[Excerpts from a dataset on object pointing]

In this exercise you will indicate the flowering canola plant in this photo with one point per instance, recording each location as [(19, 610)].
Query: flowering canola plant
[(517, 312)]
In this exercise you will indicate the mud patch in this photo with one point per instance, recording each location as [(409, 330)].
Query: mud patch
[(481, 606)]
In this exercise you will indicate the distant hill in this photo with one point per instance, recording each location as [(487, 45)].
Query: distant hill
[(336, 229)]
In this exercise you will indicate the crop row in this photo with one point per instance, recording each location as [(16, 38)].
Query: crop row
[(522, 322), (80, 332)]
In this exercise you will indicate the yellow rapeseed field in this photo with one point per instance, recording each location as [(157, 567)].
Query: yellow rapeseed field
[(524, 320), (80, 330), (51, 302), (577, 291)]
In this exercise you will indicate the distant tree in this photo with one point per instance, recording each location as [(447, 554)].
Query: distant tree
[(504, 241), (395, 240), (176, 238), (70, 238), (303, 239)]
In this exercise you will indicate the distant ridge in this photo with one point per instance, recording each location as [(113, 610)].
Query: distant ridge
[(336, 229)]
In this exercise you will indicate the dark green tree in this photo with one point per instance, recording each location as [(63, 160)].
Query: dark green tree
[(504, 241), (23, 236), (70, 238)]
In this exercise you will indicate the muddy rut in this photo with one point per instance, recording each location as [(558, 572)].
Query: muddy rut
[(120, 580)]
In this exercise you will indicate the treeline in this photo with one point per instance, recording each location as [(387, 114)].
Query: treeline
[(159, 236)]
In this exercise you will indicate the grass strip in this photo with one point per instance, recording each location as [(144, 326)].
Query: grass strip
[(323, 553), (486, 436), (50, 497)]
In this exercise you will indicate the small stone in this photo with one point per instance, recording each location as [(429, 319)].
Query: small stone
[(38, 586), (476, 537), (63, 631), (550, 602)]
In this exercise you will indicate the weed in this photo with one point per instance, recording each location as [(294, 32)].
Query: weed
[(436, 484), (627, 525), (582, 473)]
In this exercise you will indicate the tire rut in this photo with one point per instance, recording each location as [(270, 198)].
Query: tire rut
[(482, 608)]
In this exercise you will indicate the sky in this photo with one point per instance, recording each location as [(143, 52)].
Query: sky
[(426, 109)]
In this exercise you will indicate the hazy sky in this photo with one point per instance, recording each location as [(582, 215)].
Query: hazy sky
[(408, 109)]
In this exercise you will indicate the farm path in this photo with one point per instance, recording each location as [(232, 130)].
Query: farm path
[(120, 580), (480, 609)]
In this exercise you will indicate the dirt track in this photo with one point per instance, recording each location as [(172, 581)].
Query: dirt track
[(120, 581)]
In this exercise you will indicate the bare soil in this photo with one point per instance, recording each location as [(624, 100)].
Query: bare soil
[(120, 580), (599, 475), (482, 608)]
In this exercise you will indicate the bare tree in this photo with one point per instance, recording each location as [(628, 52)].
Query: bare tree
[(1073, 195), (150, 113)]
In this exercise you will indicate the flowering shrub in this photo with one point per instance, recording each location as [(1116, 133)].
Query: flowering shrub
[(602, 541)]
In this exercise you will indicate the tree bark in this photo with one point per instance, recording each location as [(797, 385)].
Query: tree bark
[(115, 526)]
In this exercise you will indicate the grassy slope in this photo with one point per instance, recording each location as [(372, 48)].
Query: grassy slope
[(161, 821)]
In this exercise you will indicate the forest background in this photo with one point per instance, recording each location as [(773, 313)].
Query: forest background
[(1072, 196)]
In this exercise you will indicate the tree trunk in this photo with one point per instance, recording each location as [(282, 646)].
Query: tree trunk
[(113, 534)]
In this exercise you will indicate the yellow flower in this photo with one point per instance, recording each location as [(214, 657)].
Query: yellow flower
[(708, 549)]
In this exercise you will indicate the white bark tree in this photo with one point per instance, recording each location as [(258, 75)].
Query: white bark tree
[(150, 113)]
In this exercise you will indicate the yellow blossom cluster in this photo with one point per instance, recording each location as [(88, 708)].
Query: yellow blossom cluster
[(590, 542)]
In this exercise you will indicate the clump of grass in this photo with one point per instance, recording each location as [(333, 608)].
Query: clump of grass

--- Problem ---
Reproduce every item above word for word, altering nothing.

--- Output of the exercise ---
In this exercise you will indicate the flowering canola plant in this photo with one point per instance, recording each location as [(19, 610)].
Query: flowering canola plant
[(517, 312)]
In this exercise you will indicate the mud patch in this photo with one point per instance, recording each location as [(409, 330)].
Query: mud patch
[(481, 606)]
In this exercise you will indicate the distant hill in this photo with one point per instance, recording each location as [(487, 45)].
Query: distant hill
[(336, 229)]
In this exercise you will indicate the crop row in this photo with one point per instance, recording each location as [(16, 38)].
Query: crop row
[(522, 322), (80, 332)]
In this exercise you will indicate the yellow rapeseed field in this photo with one point per instance, recording each location as [(157, 567)].
Query: yellow rapeseed field
[(524, 320), (80, 330), (51, 302), (577, 291)]
In this exercise you will indicate the distant tree in this photo with one point per instance, recording each location as [(447, 554)].
Query: distant tree
[(504, 241), (395, 240), (176, 238), (70, 238), (303, 239)]
In this exercise you will indicate the distant ridge in this photo with one point per instance, recording each location as [(113, 610)].
Query: distant ridge
[(336, 229)]
In this exercise you will indicate the dark green tree in this photo with one point per instance, recording each location as [(63, 160)].
Query: dark green tree
[(504, 241), (23, 236), (70, 238)]
In this exercise you will indicate the muddy rut in this photo with one point per instance, recording each location as [(558, 572)].
Query: muddy rut
[(120, 580)]
In this exercise you will indicate the treeline in this photo with one point per instance, recording each location as [(387, 114)].
Query: treeline
[(159, 236)]
In this exercise you will indicate the grass strip in this photo with one point per instance, recording each location as [(144, 326)].
Query: grass strip
[(323, 553), (486, 436), (50, 497)]
In this exercise you will indicate the small stone in this photo with one point per instance, recording each location as [(429, 319)].
Query: small stone
[(38, 586), (476, 537), (63, 631), (550, 602)]
In this exercise you will indicate the weed in this photo with one point per instance, recording each location as [(294, 32)].
Query: weed
[(436, 484), (627, 525), (582, 473)]
In this exercise you will indicate the tire rut in this photo with one point per instance, recording each location as [(270, 198)].
Query: tire rut
[(482, 608)]
In this exercise you will indicate the sky in this photo with one point per instance, recording each location as [(143, 52)].
Query: sky
[(426, 109)]
In this exercise you will indicate the hazy sky in this photo with one point per instance, recording each location as [(582, 215)].
Query: hazy sky
[(408, 109)]
In this exercise you will indicate the farm path in this photo with one point per instance, recording each location as [(232, 130)].
Query: farm path
[(120, 580), (480, 609)]
In this exercise you will indicate the dirt track in this photo with one point per instance, recording each location as [(172, 581)].
Query: dirt track
[(120, 581)]
In this exercise you will indicate the bare soil in this photo with one point per instance, recording each location as [(624, 100)].
Query: bare soil
[(120, 580), (599, 475), (482, 608)]
In this exercise you will indicate the bare tree in this photo with one point per instance, recording each location as [(628, 52)].
Query: bare tree
[(1073, 195), (150, 113)]
In this exercise you will indicate the flowering shrub in this photo with one point per instance, recording each location as [(1116, 133)].
Query: flowering shrub
[(602, 541)]
In this exercise you will indicate the tree bark in this photo with one point per instance, recording each location as [(797, 385)].
Query: tree bark
[(115, 526)]
In this exercise you will indicate the grassy slope in this photo with one point per instance, recording each location as [(372, 48)].
Query: grassy slope
[(161, 821)]
In this exercise you will indicate the forest background in this photo with one point per instance, recording each location as [(773, 313)].
Query: forest background
[(1072, 196)]
In this exercise you will indicate the tree trunk in this photo with one point per instance, recording each location as [(282, 646)].
Query: tree trunk
[(113, 534)]
In this exercise you will indicate the yellow flower in this photo with one point per instance, recording each location as [(214, 657)].
Query: yellow flower
[(708, 549)]
In this exercise you will indicate the white bark tree in this photo with one point per instance, recording each location as [(258, 75)].
Query: white bark tree
[(150, 113)]
In this exercise you will indicate the yellow blossom cluster in this photo with one point per instance, recording each location as [(88, 708)].
Query: yellow blossom cluster
[(590, 542)]
In this exercise you will indicate the clump of grass in this photo with one point per instance, recording each location as [(333, 608)].
Query: clump of grass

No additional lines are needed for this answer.